* **Records**
****************

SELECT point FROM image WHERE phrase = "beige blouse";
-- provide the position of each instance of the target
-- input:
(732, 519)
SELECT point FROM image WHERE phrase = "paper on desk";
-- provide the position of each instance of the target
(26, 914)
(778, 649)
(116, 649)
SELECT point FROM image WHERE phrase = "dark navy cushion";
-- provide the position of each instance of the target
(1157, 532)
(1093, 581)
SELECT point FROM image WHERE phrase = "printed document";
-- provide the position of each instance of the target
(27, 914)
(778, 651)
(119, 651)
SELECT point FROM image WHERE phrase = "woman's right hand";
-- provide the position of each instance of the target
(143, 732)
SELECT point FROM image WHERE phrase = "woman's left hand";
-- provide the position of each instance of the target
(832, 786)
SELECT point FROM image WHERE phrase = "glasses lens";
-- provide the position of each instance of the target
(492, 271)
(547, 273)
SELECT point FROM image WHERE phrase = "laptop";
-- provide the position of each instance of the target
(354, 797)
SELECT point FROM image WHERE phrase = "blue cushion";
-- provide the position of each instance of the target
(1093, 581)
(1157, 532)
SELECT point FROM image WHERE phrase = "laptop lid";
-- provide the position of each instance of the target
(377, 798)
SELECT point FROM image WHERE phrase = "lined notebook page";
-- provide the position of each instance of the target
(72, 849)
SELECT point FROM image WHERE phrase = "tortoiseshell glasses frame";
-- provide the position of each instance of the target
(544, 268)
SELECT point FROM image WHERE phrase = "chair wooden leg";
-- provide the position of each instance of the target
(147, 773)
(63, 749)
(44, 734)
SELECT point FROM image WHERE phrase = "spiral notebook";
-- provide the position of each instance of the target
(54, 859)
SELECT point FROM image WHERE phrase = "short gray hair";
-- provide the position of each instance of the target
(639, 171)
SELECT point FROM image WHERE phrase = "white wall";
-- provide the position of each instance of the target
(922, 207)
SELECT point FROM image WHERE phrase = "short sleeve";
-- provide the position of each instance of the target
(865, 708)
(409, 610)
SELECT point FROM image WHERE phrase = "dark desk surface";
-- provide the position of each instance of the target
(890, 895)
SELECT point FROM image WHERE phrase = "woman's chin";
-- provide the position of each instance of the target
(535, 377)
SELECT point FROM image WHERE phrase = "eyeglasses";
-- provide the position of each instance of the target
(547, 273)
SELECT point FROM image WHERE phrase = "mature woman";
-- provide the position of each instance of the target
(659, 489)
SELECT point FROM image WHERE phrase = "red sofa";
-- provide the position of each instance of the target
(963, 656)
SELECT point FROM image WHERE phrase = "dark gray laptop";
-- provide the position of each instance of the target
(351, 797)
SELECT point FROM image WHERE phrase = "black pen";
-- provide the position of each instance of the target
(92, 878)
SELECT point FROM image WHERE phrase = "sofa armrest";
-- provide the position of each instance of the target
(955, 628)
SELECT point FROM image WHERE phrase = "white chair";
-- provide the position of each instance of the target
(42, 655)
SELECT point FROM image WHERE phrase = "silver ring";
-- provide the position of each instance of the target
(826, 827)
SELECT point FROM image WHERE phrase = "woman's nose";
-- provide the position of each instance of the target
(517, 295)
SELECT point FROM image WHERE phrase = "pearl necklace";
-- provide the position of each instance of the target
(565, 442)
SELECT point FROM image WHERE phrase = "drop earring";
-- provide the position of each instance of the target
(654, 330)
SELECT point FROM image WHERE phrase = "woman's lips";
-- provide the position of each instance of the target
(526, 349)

****************

* **Goal of the exercise**
Repeat all of the records above exactly as written.

* **Result of this exercise**
SELECT point FROM image WHERE phrase = "beige blouse";
-- provide the position of each instance of the target
-- input:
(732, 519)
SELECT point FROM image WHERE phrase = "paper on desk";
-- provide the position of each instance of the target
(26, 914)
(778, 649)
(116, 649)
SELECT point FROM image WHERE phrase = "dark navy cushion";
-- provide the position of each instance of the target
(1157, 532)
(1093, 581)
SELECT point FROM image WHERE phrase = "printed document";
-- provide the position of each instance of the target
(27, 914)
(778, 651)
(119, 651)
SELECT point FROM image WHERE phrase = "woman's right hand";
-- provide the position of each instance of the target
(143, 732)
SELECT point FROM image WHERE phrase = "woman's left hand";
-- provide the position of each instance of the target
(832, 786)
SELECT point FROM image WHERE phrase = "glasses lens";
-- provide the position of each instance of the target
(492, 271)
(547, 273)
SELECT point FROM image WHERE phrase = "laptop";
-- provide the position of each instance of the target
(354, 797)
SELECT point FROM image WHERE phrase = "blue cushion";
-- provide the position of each instance of the target
(1093, 581)
(1157, 532)
SELECT point FROM image WHERE phrase = "laptop lid";
-- provide the position of each instance of the target
(377, 798)
SELECT point FROM image WHERE phrase = "lined notebook page";
-- provide the position of each instance of the target
(72, 849)
SELECT point FROM image WHERE phrase = "tortoiseshell glasses frame";
-- provide the position of each instance of the target
(544, 268)
SELECT point FROM image WHERE phrase = "chair wooden leg";
-- provide the position of each instance of the target
(147, 773)
(63, 749)
(44, 734)
SELECT point FROM image WHERE phrase = "spiral notebook";
-- provide the position of each instance of the target
(54, 859)
SELECT point FROM image WHERE phrase = "short gray hair";
-- provide the position of each instance of the target
(639, 171)
SELECT point FROM image WHERE phrase = "white wall";
-- provide the position of each instance of the target
(922, 207)
SELECT point FROM image WHERE phrase = "short sleeve";
-- provide the position of each instance of the target
(865, 708)
(409, 610)
SELECT point FROM image WHERE phrase = "dark desk surface";
-- provide the position of each instance of the target
(890, 895)
SELECT point FROM image WHERE phrase = "woman's chin";
-- provide the position of each instance of the target
(535, 377)
SELECT point FROM image WHERE phrase = "eyeglasses";
-- provide the position of each instance of the target
(547, 273)
SELECT point FROM image WHERE phrase = "mature woman";
-- provide the position of each instance of the target
(659, 489)
SELECT point FROM image WHERE phrase = "red sofa";
-- provide the position of each instance of the target
(963, 656)
SELECT point FROM image WHERE phrase = "dark gray laptop";
-- provide the position of each instance of the target
(351, 797)
SELECT point FROM image WHERE phrase = "black pen";
-- provide the position of each instance of the target
(92, 878)
SELECT point FROM image WHERE phrase = "sofa armrest";
-- provide the position of each instance of the target
(955, 628)
SELECT point FROM image WHERE phrase = "white chair";
-- provide the position of each instance of the target
(42, 655)
SELECT point FROM image WHERE phrase = "silver ring";
-- provide the position of each instance of the target
(826, 827)
SELECT point FROM image WHERE phrase = "woman's nose";
-- provide the position of each instance of the target
(517, 295)
SELECT point FROM image WHERE phrase = "pearl necklace";
-- provide the position of each instance of the target
(565, 442)
SELECT point FROM image WHERE phrase = "drop earring";
-- provide the position of each instance of the target
(654, 330)
SELECT point FROM image WHERE phrase = "woman's lips";
-- provide the position of each instance of the target
(526, 349)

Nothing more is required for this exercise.